_RECORDS SUPPLIED_
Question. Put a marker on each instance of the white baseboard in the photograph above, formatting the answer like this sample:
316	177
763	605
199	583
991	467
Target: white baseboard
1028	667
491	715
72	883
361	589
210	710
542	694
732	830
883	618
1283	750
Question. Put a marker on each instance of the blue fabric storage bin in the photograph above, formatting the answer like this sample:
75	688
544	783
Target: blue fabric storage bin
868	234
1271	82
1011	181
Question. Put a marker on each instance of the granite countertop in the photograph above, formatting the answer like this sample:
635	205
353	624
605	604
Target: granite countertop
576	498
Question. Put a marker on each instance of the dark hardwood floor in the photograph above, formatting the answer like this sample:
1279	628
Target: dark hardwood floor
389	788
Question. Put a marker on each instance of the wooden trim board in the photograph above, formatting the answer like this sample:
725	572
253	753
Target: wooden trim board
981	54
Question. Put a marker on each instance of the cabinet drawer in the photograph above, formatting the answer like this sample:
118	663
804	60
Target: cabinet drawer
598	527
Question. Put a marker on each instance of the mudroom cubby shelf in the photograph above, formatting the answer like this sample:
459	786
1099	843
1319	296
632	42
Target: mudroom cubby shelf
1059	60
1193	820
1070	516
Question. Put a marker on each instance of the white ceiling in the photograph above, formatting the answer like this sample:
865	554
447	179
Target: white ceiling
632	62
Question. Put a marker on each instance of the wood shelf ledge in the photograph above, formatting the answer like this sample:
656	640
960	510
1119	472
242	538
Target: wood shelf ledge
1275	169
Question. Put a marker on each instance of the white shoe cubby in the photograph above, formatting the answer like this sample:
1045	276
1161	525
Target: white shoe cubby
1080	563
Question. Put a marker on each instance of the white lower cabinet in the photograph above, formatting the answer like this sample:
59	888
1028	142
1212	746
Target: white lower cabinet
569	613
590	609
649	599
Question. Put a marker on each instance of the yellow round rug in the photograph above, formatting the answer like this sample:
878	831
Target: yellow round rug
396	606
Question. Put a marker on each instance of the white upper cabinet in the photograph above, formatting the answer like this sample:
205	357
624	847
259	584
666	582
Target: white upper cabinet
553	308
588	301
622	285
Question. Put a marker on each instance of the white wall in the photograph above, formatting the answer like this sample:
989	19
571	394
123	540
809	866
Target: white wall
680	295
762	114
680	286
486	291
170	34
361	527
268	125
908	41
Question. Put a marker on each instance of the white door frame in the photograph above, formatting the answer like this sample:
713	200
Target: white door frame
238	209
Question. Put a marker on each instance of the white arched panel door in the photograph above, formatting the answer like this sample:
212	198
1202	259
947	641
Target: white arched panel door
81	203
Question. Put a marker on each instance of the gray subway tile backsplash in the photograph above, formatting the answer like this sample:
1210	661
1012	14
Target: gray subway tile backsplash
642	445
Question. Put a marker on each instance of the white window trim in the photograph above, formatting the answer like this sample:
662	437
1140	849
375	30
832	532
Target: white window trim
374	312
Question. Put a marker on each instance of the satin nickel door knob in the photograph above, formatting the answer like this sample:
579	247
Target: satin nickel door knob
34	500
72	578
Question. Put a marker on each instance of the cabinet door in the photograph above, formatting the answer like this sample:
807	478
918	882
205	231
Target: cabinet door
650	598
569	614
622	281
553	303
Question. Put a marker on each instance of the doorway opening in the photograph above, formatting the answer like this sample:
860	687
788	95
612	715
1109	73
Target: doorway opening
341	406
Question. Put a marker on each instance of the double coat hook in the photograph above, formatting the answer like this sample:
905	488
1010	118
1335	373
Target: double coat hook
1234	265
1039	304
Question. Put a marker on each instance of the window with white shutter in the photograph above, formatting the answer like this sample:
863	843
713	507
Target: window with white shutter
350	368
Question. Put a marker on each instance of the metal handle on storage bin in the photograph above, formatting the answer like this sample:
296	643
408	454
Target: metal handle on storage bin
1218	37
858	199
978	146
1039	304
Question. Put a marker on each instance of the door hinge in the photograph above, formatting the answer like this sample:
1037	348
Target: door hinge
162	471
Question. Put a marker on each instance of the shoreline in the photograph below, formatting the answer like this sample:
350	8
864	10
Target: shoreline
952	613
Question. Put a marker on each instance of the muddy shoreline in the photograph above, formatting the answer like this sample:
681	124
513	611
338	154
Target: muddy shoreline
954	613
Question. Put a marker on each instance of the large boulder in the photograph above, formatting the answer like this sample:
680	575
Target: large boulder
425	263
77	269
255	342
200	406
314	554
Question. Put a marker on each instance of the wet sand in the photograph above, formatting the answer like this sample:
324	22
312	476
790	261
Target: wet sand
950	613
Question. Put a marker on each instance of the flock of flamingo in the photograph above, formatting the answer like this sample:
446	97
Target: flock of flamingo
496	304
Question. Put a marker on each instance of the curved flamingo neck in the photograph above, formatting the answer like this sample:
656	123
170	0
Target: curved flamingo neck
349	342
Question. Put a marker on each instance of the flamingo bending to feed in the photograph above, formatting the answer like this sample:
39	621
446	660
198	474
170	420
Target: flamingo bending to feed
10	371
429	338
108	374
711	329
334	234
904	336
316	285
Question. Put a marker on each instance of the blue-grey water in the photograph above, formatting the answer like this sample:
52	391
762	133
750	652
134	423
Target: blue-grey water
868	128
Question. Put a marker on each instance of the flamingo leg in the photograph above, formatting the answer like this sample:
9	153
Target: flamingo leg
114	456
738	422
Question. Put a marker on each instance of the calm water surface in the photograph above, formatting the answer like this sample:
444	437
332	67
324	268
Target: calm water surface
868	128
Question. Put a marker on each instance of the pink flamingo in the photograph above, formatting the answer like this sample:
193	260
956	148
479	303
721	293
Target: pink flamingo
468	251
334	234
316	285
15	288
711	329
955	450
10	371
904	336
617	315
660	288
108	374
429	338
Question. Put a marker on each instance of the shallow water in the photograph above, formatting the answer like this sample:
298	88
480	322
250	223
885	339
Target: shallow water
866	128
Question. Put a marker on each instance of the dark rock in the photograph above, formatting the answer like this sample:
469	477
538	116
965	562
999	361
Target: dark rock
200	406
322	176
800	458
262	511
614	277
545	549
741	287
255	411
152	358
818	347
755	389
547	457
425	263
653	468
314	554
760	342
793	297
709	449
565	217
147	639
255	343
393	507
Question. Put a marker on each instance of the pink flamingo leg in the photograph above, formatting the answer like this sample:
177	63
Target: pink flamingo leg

_TASK PROMPT_
Reproduce all of the items above verbatim, line for line, without changing anything.

_PROBLEM SOLUTION_
Question. Put a marker on each instance of the white baseboard in the photograph above, formatting the answer like this sample:
316	177
763	605
199	583
991	467
Target: white baseboard
1028	667
491	715
72	883
361	589
210	710
542	694
732	830
883	618
1283	750
Question. Put a marker on each instance of the blue fabric storage bin in the photograph above, formatting the answer like this sample:
75	688
544	783
Target: blue fabric storage bin
868	234
1271	82
1011	181
Question. Put a marker on each instance of the granite countertop in the photograph above, formatting the answer like this sample:
635	205
353	624
605	604
Target: granite countertop
576	498
Question. Put a marker on each instance of the dark hardwood floor in the photograph above, formatting the answer like this sample:
1279	628
Target: dark hardwood floor
389	788
Question. Put a marker on each instance of the wooden trim board in the photograph above, formatting the answer like this sample:
725	572
253	753
Target: wooden trim board
981	54
Question. Put a marker on each instance of the cabinet drawer in the photograph above, formatting the answer like this sample:
118	663
804	60
Target: cabinet drawer
598	527
Question. Put a marker on each instance of the mudroom cubby shelf in the photograph above, formatting the answer like this sample:
459	786
1099	843
1319	296
632	42
Target: mudroom cubby shelf
1059	60
1193	820
1070	516
Question. Put a marker on each instance of the white ceiling in the photograph above, formatting the answer like this sample:
865	554
447	179
Target: white ceiling
632	62
Question. Put a marker on each instance of the wood shelf ledge in the photograph above, formatting the answer like this sample:
656	640
960	510
1119	472
242	538
Target: wood shelf ledge
1275	169
Question. Put a marker on each instance of the white shoe cubby in the photograph above, formatting the answer like this sample:
1045	276
1161	525
Target: white shoe cubby
1080	563
Question. Put a marker on each instance of the white lower cabinet in the photograph above, formatting the answer like this sample:
59	888
1028	142
1212	746
Target: white lower cabinet
569	613
590	609
649	599
Question. Put a marker on each instance of the yellow round rug in the photograph above, formatting the answer like this sample:
878	831
Target: yellow round rug
396	606
Question. Put a marker on each instance of the white upper cabinet in the photograph above, formatting the answer like this sample:
205	357
624	847
259	584
666	582
Target: white upper cabinet
553	308
588	301
622	285
Question. Put a marker on each instance of the white wall in the photograph above, formatting the answer like this sample:
989	19
571	394
123	540
809	866
Target: white wall
680	295
762	114
680	286
486	291
170	34
361	527
268	125
908	41
Question. Put a marker on each instance of the white door frame in the photograph above, formatting the answer like this sample:
713	200
Target: white door frame
238	209
Question. Put a marker on each instance of the white arched panel door in the photograph above, formatting the answer like this sample:
212	198
1202	259
947	641
Target: white arched panel door
81	203
Question. Put a marker on each instance of the gray subway tile backsplash in the photograph above, formatting the answer like this sample:
1210	661
1012	14
Target: gray subway tile backsplash
642	445
Question. Put a marker on each instance of the white window trim in the photograph above, formatting the answer like this sample:
662	437
1140	849
375	30
832	532
Target: white window trim
374	312
Question. Put a marker on each instance of the satin nickel door knob in the photograph above, formatting the answer like this sample:
579	247
Target: satin nickel door knob
34	500
72	578
Question. Put a marker on each instance of the cabinet door in the photograph above, formatting the answer like this sample:
807	478
918	882
205	231
Target: cabinet door
650	598
569	614
622	281
553	303
Question. Put a marker on each instance of the doorway opening in the photograph above, formatting the answer like this sample:
860	687
788	95
612	715
1109	73
Target: doorway opening
341	406
Question. Put a marker on each instance of the double coat hook in the photograph above, formatting the answer like this sample:
905	488
1010	118
1335	373
Target: double coat hook
1234	265
1039	304
Question. Put a marker on each instance of the window with white shutter in the photograph above, formatting the answer like this sample:
863	843
713	507
Target: window with white shutter
350	368
Question. Put a marker on each instance of the metal handle on storage bin in the photograph above, formatting the answer like this sample:
296	643
408	454
Target: metal handle on storage bin
1218	37
858	199
978	146
1039	304
Question. Put a marker on each instance of the door hinge in the photograph above, formatting the answer like this sample:
1037	348
Target: door hinge
162	471
Question. Put a marker on each instance of the shoreline in the photograph below, formatting the answer like this sample:
350	8
864	10
Target: shoreline
952	613
Question. Put a marker on each instance of the muddy shoreline in the photograph above, formatting the answer like this sample:
681	124
513	611
338	154
Target: muddy shoreline
954	613
Question. Put a marker on each instance of the large boulder in the photograph above, formatting the answer like this sample:
680	575
Target: large boulder
425	263
77	269
255	342
200	406
314	554
Question. Put a marker on each instance of the wet sand in the photograph above, formatting the answer like this sample:
324	22
312	476
790	261
Target: wet sand
950	613
Question. Put a marker on each instance of the flock of flamingo in the photograph above, formatting the answer like this sample:
446	97
Target: flock of flamingo
496	304
Question. Put a marker on each instance of the curved flamingo neck in the photograph above, formatting the answer like this sample:
656	123
170	0
Target: curved flamingo neck
349	342
Question. Put a marker on each instance of the flamingo bending to feed in the photograph above, formatting the answer like this sample:
39	621
446	660
198	474
170	420
Target: flamingo bending to feed
10	371
429	338
108	374
711	329
334	234
904	336
316	285
Question. Put a marker on each instance of the blue-grey water in the photograph above, formatting the answer like this sample:
52	391
762	133
750	652
134	423
Target: blue-grey water
868	128
Question. Put a marker on each instance of the flamingo leg in the photograph above, formatting the answer like this sample:
9	153
Target: flamingo leg
114	456
738	422
Question. Put a marker on each instance of the calm water surface in the photograph above, formatting the answer like this sample:
444	437
332	67
324	268
Target: calm water surface
868	128
Question. Put a marker on each instance of the pink flamingo in the photograph above, formatting the answer like this sample:
193	260
956	148
479	303
721	293
Target: pink flamingo
468	251
334	234
316	285
15	288
711	329
955	450
10	371
904	336
617	315
660	288
108	374
429	338
Question. Put a marker on each instance of the shallow water in the photograph above, formatting the answer like this sample:
298	88
480	322
250	223
885	339
Target: shallow water
866	128
Question. Put a marker on each instance of the dark rock in the photograph above, formatting the answer like this sample:
469	477
538	116
965	562
999	361
Target: dark rock
200	406
322	176
800	458
262	511
614	277
545	549
741	287
255	411
152	358
818	347
755	389
547	457
425	263
653	468
314	554
760	342
793	297
709	449
565	217
147	639
255	343
393	507
Question. Put a marker on each instance of the pink flamingo leg in the photograph above, formatting the answer like this sample:
177	63
Target: pink flamingo leg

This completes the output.